Locate each line of the material below that contains the word "Draw" and copy those lines. Treat uppercase and lowercase letters as different.

Information given:

======

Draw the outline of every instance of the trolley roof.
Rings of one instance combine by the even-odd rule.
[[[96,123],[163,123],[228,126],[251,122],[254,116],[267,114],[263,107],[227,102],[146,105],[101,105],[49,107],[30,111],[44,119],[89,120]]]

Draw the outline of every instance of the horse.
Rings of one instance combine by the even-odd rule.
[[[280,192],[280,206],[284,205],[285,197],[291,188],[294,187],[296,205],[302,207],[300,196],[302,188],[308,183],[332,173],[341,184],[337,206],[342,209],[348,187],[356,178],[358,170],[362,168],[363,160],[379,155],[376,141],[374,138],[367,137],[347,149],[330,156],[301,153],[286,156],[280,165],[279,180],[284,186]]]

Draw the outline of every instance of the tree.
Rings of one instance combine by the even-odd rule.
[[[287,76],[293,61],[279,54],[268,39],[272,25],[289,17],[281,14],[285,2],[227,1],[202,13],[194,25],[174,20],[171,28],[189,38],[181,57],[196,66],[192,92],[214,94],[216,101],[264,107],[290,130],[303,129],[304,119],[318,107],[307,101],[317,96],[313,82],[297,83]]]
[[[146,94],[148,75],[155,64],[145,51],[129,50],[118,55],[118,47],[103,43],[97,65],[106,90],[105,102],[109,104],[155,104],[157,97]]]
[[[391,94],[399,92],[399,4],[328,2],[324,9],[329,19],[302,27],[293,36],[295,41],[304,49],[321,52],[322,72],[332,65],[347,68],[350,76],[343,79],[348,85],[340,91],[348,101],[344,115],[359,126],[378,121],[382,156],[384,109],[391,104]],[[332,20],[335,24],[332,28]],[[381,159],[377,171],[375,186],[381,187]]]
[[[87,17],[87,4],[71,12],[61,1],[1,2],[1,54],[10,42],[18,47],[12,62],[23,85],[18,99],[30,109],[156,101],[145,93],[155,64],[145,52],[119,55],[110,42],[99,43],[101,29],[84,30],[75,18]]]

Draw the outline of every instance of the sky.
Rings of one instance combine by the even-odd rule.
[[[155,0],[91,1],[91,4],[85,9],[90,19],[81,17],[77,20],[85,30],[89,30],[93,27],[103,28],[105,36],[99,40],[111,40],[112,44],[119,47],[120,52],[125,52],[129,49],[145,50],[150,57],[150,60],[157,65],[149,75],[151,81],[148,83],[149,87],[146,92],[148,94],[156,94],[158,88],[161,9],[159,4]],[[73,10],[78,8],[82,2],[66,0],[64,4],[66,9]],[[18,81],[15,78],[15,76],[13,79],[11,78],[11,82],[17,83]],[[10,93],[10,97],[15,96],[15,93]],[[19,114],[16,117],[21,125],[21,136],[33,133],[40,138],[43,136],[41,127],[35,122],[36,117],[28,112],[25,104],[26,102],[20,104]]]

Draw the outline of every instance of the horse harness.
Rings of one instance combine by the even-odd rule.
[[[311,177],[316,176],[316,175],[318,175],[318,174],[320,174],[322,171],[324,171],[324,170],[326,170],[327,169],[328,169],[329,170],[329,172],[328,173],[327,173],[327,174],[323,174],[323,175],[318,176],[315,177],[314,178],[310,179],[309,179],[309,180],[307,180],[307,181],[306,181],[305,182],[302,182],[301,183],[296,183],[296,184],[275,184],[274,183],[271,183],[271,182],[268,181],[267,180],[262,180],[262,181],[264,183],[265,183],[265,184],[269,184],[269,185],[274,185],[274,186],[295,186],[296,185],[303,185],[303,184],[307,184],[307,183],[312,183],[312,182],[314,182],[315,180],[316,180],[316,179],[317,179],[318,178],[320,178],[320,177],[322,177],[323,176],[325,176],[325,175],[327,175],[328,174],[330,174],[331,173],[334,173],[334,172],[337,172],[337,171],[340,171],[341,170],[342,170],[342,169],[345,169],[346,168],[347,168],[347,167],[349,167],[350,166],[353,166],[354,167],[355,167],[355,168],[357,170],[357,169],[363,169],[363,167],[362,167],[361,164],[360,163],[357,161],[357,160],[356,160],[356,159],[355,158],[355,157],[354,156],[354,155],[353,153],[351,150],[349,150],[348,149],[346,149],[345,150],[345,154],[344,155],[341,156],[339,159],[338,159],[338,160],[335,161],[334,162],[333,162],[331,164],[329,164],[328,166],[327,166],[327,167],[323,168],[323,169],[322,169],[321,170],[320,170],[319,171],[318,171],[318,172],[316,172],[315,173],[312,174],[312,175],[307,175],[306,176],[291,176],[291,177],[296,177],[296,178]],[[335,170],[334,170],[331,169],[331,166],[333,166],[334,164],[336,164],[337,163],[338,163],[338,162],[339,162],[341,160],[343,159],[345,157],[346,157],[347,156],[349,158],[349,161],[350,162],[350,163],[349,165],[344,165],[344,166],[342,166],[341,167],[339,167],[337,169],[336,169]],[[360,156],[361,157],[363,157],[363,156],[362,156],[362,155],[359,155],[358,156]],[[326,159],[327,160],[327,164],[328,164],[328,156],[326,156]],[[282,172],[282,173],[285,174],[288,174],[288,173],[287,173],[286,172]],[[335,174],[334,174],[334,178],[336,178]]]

======

Output of the exercise:
Draw the outline of every instance of the trolley roof.
Draw the outline of every instance of the horse.
Draw the outline of every instance of the tree.
Draw the outline of every instance of the sky.
Draw the outline of every instance of the horse harness.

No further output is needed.